- **WORK REQUIRED**
How many lines in the items below contain the word "backrest"? Reply with the number alone.

[Point labeling dataset excerpts]

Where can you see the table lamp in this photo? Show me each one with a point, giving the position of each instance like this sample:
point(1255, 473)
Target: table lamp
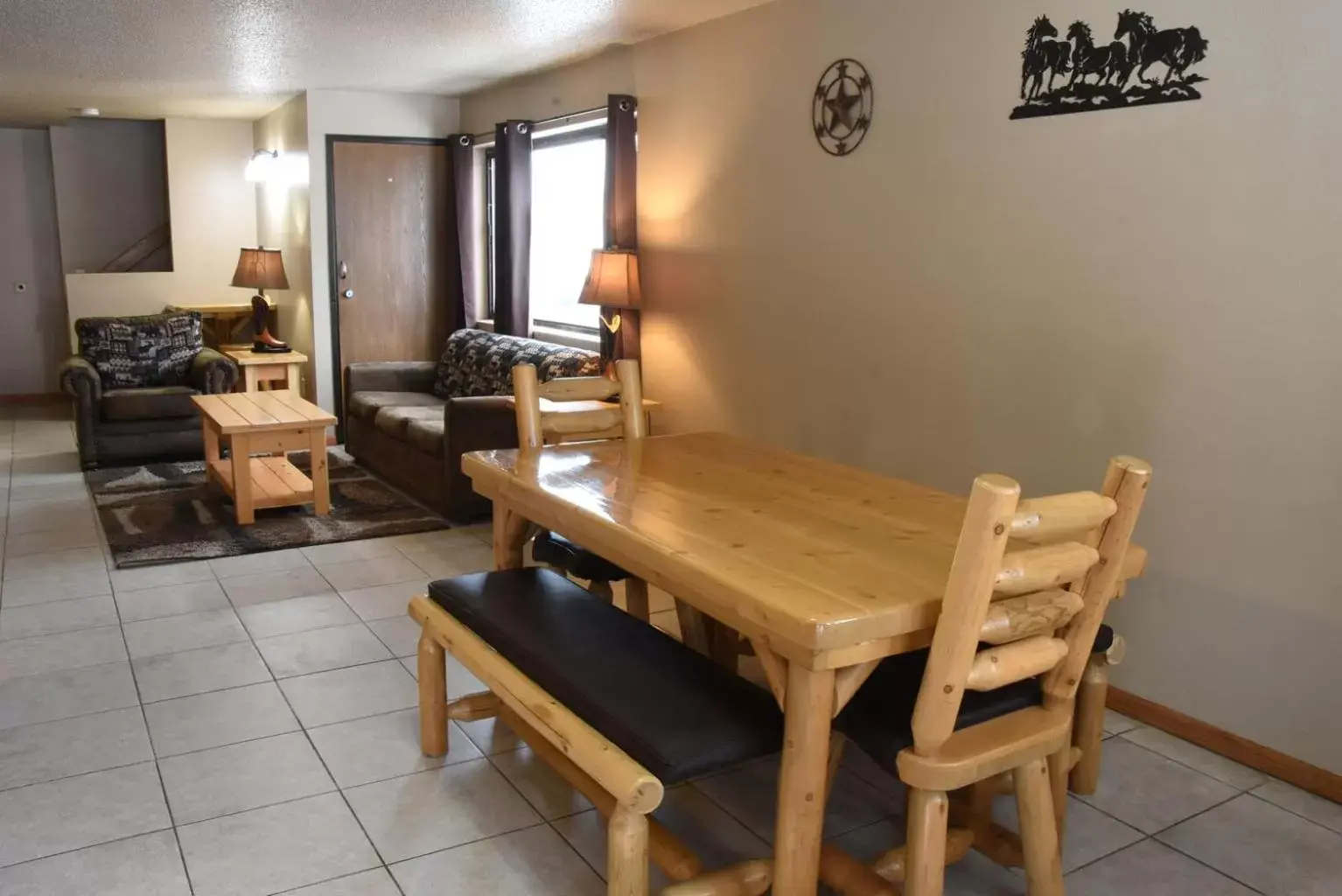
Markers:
point(261, 270)
point(613, 282)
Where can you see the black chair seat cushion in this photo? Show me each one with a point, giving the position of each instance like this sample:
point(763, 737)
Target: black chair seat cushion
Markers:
point(157, 402)
point(879, 717)
point(575, 560)
point(673, 710)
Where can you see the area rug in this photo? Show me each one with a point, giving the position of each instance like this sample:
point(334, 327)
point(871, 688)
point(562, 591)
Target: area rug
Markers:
point(166, 514)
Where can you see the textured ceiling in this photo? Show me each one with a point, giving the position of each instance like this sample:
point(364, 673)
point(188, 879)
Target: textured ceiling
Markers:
point(241, 58)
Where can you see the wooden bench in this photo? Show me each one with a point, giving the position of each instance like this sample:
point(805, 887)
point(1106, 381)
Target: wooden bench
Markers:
point(616, 707)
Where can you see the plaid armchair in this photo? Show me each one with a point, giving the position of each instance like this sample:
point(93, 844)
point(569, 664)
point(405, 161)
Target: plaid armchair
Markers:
point(132, 385)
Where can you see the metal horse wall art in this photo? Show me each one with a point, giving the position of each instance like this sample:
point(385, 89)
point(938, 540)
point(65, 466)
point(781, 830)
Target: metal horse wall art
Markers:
point(1141, 66)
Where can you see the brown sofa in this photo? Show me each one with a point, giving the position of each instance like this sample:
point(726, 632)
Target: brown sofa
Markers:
point(411, 422)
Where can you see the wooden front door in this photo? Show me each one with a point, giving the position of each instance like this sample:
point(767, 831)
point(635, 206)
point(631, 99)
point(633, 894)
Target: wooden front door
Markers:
point(392, 262)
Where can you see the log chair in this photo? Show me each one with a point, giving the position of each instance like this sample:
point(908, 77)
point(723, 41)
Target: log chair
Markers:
point(578, 410)
point(996, 691)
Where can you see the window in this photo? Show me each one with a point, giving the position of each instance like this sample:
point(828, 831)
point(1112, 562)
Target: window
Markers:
point(568, 221)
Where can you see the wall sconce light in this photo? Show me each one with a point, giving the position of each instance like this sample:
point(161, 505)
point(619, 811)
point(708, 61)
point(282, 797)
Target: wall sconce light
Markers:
point(276, 168)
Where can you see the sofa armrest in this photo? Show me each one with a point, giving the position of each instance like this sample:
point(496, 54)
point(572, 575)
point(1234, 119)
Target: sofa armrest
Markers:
point(213, 373)
point(472, 424)
point(389, 375)
point(80, 382)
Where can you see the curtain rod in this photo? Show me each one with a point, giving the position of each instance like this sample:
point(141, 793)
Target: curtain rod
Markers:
point(545, 122)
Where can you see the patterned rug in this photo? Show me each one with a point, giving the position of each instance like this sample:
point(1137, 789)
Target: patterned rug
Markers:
point(166, 514)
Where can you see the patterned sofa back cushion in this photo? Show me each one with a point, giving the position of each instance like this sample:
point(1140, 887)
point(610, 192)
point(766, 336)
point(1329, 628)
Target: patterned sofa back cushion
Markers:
point(143, 352)
point(480, 364)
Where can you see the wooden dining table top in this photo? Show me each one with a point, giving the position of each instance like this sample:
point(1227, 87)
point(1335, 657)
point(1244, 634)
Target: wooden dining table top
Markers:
point(781, 545)
point(817, 553)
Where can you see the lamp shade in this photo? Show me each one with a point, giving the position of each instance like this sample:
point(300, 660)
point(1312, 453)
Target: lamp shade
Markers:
point(613, 281)
point(261, 270)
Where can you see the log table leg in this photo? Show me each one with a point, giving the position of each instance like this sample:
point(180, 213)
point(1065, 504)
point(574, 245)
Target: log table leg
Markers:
point(432, 686)
point(241, 450)
point(321, 472)
point(801, 782)
point(211, 438)
point(510, 531)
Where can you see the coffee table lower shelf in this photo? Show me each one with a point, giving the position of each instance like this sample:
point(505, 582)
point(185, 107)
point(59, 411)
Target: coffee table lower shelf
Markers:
point(274, 482)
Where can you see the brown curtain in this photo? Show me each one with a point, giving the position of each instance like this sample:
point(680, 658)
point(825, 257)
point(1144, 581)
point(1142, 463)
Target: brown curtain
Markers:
point(622, 212)
point(513, 227)
point(465, 291)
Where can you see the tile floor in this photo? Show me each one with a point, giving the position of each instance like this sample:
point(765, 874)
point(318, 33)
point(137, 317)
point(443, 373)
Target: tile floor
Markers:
point(248, 726)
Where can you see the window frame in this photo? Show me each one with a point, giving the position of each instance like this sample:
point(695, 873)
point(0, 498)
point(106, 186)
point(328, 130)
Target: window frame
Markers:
point(595, 130)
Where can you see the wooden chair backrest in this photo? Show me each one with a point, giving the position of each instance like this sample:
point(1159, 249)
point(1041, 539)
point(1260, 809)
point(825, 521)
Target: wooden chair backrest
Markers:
point(1038, 606)
point(540, 423)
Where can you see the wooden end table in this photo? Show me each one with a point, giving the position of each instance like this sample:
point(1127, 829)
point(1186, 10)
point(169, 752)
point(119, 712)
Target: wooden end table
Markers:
point(266, 423)
point(261, 368)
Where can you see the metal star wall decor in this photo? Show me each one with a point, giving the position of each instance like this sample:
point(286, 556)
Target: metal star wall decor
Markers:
point(842, 108)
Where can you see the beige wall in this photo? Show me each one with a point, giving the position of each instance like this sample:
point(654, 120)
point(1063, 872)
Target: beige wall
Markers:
point(213, 214)
point(354, 113)
point(967, 294)
point(283, 223)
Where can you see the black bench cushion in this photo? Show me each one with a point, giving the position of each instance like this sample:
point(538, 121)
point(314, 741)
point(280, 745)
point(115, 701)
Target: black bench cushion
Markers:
point(560, 553)
point(879, 717)
point(670, 709)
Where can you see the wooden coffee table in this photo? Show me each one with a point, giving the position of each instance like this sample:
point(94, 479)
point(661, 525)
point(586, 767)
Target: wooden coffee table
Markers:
point(266, 423)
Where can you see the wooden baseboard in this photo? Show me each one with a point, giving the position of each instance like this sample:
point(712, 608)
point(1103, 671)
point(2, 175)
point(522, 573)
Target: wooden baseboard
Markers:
point(1232, 746)
point(35, 400)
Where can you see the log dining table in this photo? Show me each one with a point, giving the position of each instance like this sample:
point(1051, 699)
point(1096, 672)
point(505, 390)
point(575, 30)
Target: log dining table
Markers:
point(827, 569)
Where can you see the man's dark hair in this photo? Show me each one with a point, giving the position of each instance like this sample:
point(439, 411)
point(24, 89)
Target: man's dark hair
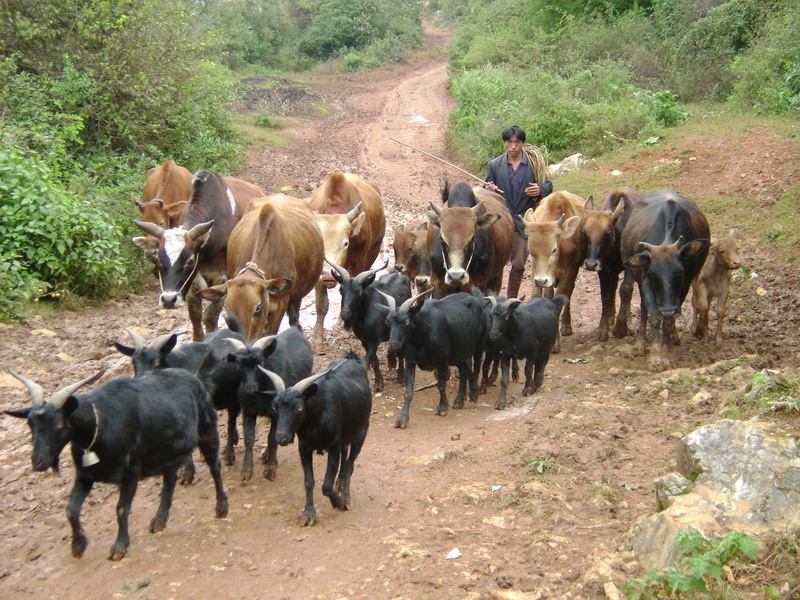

- **SOLUTION TO THIS TASK**
2